*Goal of the exercise*: Reproduce every line from the one containing "man in light" through the one containing "[[43, 355], [460, 164], [495, 158], [492, 176]]", requests included, scaling each x and y coordinate in the answers by 0.8 and rounding to whole numbers, with halves rounded up. Return only those lines.
########################################
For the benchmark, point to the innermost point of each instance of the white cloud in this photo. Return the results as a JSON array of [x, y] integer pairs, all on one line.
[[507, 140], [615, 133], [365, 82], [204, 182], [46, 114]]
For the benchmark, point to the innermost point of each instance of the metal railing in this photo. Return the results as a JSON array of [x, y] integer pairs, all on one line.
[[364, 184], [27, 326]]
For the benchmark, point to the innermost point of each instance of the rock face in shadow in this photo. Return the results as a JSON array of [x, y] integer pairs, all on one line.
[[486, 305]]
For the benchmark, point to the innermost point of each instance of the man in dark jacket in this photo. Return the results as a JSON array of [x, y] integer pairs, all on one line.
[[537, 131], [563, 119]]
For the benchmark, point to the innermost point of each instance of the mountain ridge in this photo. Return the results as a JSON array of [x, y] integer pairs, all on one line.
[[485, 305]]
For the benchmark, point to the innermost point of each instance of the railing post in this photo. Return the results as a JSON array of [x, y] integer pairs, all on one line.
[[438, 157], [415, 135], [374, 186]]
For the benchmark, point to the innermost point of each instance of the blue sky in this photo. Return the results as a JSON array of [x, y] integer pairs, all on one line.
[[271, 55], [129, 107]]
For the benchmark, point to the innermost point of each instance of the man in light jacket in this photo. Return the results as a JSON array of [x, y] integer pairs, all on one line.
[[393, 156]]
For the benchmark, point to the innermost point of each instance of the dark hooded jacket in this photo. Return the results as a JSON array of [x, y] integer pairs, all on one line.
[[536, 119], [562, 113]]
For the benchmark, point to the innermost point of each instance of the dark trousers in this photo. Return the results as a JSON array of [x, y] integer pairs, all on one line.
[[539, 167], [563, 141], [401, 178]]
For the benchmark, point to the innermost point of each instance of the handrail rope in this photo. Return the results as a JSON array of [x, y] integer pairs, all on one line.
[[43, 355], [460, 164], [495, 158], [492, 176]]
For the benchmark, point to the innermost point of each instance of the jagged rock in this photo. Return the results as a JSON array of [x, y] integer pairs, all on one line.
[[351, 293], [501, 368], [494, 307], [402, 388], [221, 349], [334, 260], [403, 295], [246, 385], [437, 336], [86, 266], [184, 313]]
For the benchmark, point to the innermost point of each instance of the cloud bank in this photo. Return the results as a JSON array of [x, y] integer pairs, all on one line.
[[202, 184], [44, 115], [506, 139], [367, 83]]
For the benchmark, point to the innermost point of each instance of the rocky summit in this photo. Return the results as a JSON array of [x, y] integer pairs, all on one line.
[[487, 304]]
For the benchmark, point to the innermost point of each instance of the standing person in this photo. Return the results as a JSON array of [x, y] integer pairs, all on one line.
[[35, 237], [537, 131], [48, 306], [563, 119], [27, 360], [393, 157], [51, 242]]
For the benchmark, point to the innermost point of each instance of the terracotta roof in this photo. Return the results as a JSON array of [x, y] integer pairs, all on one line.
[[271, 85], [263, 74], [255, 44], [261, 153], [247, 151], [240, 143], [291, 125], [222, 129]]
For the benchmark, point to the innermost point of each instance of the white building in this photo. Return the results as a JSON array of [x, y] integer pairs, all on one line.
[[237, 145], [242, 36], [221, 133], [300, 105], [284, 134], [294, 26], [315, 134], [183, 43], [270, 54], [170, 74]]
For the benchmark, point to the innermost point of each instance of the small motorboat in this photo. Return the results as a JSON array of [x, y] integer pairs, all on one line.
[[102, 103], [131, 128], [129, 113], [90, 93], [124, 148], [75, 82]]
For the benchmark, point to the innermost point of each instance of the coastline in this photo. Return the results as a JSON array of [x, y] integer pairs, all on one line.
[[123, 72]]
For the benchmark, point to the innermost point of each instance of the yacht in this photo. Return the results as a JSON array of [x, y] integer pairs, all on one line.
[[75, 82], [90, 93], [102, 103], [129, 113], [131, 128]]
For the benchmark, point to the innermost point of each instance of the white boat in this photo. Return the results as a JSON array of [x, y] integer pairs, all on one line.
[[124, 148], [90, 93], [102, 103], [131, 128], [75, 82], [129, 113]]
########################################
*Solution to the exercise*:
For the benchmark, point to the innermost point of each instance of the man in light jacket in this photo. Return the results as a JSON array of [x, y] integer pairs, all on one line.
[[314, 125]]
For the benchmark, point to the innermost point of each instance of the dark hooded jacket in this photo. Return the results as a JSON array of [x, y] integer pairs, all on one line.
[[429, 95], [450, 90]]
For the benchmark, point to the innermost point of each instance of the dark trousers in this photo. Return the results as a JSON array of [x, y] integer pairs, all on one line.
[[431, 134], [450, 113], [321, 142]]
For the benchmark, point to the innermost point of each instance of the handrail rope in this photo. Return the results as a JSON array of [x, y] integer pairs, all on one line.
[[34, 284], [368, 131], [396, 126], [394, 141]]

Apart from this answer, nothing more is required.